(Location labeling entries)
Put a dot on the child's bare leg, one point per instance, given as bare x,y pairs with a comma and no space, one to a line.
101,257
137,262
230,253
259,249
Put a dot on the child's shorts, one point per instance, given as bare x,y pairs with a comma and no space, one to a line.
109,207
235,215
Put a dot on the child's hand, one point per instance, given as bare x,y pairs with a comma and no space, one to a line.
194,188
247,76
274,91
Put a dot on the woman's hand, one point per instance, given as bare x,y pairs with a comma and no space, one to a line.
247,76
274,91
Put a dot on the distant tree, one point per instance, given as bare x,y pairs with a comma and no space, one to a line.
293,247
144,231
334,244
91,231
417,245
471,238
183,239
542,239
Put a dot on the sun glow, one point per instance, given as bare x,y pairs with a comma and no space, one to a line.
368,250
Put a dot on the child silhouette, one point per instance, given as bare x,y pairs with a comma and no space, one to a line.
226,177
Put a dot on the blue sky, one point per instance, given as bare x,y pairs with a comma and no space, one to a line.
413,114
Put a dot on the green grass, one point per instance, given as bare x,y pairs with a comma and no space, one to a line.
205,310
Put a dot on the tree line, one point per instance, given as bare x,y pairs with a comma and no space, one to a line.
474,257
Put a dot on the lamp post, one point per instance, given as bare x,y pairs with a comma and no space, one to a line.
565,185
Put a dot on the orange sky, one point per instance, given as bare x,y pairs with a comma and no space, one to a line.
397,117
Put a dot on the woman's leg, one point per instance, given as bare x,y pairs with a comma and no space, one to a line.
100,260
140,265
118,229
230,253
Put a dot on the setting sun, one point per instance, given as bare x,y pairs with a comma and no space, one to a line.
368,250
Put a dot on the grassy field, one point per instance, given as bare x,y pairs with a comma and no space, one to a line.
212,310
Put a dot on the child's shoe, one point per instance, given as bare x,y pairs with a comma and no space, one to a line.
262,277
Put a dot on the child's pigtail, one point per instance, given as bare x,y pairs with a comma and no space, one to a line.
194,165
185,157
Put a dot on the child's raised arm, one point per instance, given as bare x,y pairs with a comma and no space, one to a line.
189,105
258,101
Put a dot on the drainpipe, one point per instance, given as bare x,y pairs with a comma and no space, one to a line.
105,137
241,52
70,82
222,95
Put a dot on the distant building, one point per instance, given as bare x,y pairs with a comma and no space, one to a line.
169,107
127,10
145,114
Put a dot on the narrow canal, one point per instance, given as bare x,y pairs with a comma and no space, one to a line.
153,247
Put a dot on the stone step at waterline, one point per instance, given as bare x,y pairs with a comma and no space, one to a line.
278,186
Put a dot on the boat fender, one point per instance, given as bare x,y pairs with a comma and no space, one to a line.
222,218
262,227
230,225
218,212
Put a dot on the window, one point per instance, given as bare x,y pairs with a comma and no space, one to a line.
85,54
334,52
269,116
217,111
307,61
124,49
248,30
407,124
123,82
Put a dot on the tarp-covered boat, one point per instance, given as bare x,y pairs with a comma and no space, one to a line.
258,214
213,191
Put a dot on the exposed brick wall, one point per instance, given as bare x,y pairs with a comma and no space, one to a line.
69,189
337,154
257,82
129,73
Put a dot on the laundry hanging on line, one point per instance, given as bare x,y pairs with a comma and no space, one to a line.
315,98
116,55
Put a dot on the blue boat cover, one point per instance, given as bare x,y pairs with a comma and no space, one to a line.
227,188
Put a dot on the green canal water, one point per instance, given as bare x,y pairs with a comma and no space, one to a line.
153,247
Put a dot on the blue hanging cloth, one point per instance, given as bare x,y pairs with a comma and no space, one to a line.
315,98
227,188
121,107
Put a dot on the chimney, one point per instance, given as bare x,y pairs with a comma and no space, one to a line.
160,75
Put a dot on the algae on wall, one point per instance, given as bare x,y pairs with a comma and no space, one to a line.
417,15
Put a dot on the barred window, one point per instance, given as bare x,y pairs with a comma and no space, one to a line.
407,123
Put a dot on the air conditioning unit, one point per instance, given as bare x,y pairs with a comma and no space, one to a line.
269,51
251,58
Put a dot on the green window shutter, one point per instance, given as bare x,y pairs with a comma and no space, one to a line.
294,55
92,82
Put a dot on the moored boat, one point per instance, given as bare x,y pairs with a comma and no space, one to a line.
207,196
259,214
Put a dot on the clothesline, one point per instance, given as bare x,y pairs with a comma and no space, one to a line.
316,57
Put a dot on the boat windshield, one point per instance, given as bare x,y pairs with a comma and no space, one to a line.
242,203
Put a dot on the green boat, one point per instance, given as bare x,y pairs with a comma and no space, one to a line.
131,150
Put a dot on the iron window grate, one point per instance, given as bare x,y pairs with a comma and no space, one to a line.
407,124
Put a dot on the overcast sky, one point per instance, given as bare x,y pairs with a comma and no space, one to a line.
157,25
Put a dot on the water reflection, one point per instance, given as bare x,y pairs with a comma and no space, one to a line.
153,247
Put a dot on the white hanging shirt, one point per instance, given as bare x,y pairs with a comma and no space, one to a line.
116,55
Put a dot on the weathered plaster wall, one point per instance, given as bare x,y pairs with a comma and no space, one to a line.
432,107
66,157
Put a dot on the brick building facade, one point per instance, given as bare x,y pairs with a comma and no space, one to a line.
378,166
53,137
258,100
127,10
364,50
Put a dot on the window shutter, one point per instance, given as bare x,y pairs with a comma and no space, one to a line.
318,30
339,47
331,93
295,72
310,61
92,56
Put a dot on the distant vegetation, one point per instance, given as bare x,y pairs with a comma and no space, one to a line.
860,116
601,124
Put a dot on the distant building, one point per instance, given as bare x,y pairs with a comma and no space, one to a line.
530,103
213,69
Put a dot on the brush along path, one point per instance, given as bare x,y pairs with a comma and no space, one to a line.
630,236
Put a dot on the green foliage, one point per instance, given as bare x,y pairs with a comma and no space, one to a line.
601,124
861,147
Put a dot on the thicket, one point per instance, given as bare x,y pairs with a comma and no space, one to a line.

---

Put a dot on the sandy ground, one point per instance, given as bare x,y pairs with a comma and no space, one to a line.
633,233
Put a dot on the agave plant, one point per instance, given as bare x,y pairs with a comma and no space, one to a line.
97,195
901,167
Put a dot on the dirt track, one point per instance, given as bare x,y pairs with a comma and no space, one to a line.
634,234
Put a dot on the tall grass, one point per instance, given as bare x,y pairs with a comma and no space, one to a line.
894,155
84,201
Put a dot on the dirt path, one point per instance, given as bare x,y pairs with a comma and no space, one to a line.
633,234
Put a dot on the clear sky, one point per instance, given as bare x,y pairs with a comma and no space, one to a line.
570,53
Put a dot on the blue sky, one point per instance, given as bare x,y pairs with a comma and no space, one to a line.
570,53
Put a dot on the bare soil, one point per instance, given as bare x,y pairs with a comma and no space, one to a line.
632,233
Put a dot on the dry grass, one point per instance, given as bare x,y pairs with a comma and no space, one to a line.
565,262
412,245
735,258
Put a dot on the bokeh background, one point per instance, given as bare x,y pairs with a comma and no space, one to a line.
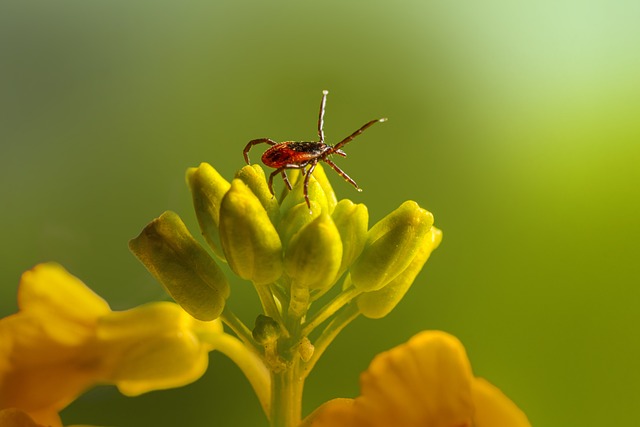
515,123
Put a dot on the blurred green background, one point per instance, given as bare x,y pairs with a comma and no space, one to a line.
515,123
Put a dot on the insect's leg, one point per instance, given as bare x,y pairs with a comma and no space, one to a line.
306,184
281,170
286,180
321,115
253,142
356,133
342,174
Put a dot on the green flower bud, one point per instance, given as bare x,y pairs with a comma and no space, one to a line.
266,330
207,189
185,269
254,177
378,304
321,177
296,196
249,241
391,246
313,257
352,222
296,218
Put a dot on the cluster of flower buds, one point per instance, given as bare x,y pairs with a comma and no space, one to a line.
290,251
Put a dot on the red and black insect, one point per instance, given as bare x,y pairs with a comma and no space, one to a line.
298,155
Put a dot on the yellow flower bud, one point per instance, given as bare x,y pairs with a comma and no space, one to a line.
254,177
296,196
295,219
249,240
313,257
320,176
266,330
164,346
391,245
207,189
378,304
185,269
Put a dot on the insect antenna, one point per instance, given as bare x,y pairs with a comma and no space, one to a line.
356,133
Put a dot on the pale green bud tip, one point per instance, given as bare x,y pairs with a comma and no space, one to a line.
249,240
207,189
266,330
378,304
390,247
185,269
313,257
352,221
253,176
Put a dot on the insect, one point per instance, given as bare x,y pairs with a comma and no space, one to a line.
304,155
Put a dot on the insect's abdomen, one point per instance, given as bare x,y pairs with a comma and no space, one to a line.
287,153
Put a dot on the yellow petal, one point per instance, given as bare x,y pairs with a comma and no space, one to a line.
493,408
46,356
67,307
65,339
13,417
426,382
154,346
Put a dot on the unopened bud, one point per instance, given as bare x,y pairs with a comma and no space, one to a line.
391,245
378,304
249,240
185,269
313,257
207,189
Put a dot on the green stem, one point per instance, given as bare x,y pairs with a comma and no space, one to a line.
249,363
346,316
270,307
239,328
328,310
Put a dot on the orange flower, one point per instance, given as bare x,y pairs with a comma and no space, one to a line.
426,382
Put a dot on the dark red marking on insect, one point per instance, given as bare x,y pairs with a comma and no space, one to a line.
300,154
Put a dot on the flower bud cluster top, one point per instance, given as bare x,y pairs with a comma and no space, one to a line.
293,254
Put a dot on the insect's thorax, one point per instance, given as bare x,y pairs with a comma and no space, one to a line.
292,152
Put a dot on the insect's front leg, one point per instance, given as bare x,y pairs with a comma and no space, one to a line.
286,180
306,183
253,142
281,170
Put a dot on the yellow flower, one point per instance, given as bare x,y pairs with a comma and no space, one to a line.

● **Task requirements**: Work out how many lines of the entries contain the string "brick", treating uppercase and lowercase as different, and give only that number.

● **Reply**: 2